[Raw records]
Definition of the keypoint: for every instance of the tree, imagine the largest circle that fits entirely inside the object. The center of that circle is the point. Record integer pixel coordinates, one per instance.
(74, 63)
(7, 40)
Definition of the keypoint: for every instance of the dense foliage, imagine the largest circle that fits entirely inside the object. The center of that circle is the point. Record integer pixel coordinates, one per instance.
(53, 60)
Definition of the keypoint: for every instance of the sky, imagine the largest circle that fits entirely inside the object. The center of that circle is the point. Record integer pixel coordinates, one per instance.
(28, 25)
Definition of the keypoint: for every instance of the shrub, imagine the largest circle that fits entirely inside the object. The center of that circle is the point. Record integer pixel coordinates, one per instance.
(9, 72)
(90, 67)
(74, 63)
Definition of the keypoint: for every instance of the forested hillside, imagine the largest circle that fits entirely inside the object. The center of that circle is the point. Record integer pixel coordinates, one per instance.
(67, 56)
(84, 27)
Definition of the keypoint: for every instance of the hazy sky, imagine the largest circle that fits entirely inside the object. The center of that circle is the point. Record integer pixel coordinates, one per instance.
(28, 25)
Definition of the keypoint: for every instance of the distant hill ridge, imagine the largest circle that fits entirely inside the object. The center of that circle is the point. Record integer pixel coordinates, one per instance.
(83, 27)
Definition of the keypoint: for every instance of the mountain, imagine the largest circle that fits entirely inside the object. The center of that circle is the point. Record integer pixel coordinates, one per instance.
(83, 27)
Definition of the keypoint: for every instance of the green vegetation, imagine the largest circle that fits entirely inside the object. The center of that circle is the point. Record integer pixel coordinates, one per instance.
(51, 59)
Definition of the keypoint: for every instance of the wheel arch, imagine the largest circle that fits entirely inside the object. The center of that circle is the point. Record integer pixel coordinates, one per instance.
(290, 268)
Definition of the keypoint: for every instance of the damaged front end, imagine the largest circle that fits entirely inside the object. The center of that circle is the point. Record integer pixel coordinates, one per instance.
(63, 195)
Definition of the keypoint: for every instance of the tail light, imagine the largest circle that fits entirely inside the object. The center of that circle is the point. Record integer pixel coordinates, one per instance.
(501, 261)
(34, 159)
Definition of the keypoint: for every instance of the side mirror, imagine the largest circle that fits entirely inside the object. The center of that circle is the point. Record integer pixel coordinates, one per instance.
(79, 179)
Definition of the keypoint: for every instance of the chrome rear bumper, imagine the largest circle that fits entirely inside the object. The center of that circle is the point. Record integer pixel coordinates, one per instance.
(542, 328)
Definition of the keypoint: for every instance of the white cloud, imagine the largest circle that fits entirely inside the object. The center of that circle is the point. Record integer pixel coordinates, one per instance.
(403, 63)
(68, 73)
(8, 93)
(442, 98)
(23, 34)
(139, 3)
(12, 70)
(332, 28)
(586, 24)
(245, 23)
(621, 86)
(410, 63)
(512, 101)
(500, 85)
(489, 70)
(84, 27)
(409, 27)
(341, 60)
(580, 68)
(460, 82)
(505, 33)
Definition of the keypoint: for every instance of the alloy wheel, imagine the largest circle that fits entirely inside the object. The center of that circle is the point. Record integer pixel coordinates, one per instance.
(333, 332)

■ Task directions: All of the entries need to be reproduced exactly; please write them out.

■ Output for this task:
Definition of the keypoint: for every instance of the tree, imagine the largest circle that fits entirely inside the object. The center of that circle is the point. Record integer pixel coordinates, one per instance.
(74, 63)
(7, 40)
Definition of the keypoint: for every instance of the dense foliage, imagine the largest circle that fits entirely inside the object. The center of that circle is the point. Record integer pixel coordinates, one per instance.
(53, 60)
Definition of the keypoint: for every instance of the sky, imagine the largest circle that fits entirely inside the object. The center of that circle is the point. Record integer pixel coordinates, one per instance.
(28, 25)
Definition of the keypoint: for every instance of the shrub, imagine the largest circle that fits entirely inside the object. The center of that circle is the point. Record integer pixel coordinates, one per instance.
(9, 72)
(90, 67)
(74, 63)
Definition of the keypoint: for every instance of the forested hillside, imagine the largest circle that fits entirely inside the object. The center of that circle is the point. Record integer pixel coordinates, one per instance.
(67, 56)
(84, 27)
Definition of the keypoint: for every instance of the hazy sky, imagine the largest circle that fits entirely inside the object. The center of that circle is the point. Record integer pixel coordinates, one per instance.
(28, 25)
Definition of the keypoint: for every instance of the distant hill ridge, imagine the largest circle that fits entirely inside the object. The center of that circle is the point. Record integer pixel coordinates, one per instance.
(83, 27)
Definition of the keypoint: for every instance of the mountain, imagine the largest circle that fits entirely inside the object. The center of that circle is the point. Record integer pixel coordinates, one per instance.
(83, 27)
Definition of the keypoint: for every instance of the green vegetation, imagine the largest circle that fits entirely inside the object. The center of that circle is the point. Record integer pixel coordinates, one per instance.
(51, 59)
Definition of the keypoint: for every instance of the wheel arch, imagine the largest circle that fits entirely inside the object. The center of that circle is the point. Record integer pixel coordinates, one per instance.
(290, 268)
Definition of the keypoint: for every instance of the damaged front end, imagine the largest circle that fits entirely inside the object. The center of that circle is the point. Record integer pixel coordinates, one per instance.
(63, 195)
Definition of the keypoint: for every instance of the tail light, imagine the largest circle that fits entirely inside the object. The center of that circle is the point. Record integer pixel coordinates, one per instance.
(501, 261)
(34, 159)
Definition of the keypoint: for every instance of the side mirror, imagine the largest circle that fits entirely inside the object. The center of that circle is the point. Record integer pixel coordinates, one per instance.
(79, 179)
Definition of the keypoint: for every instance of the chrome rear bumper, imagine the largest circle that fits entirely inside the object. The center of that circle is the point. Record integer pixel coordinates, one per instance.
(542, 328)
Definition of the keypoint: for every instance of the white cloud, imagine the largest circle that fits entirely inside the object. The center of that circle is the point. Record integer pixel coordinates, one per instance.
(403, 63)
(68, 73)
(8, 93)
(442, 98)
(23, 34)
(139, 3)
(12, 70)
(332, 28)
(586, 24)
(245, 23)
(621, 86)
(410, 63)
(512, 101)
(500, 85)
(489, 70)
(84, 27)
(409, 27)
(341, 60)
(580, 68)
(460, 82)
(505, 33)
Definition of the keypoint: for every instance of the alloy wheel, imagine the largest circle that fits entirely inside the object. The center of that circle is the point. Record integer pixel coordinates, one per instance.
(333, 332)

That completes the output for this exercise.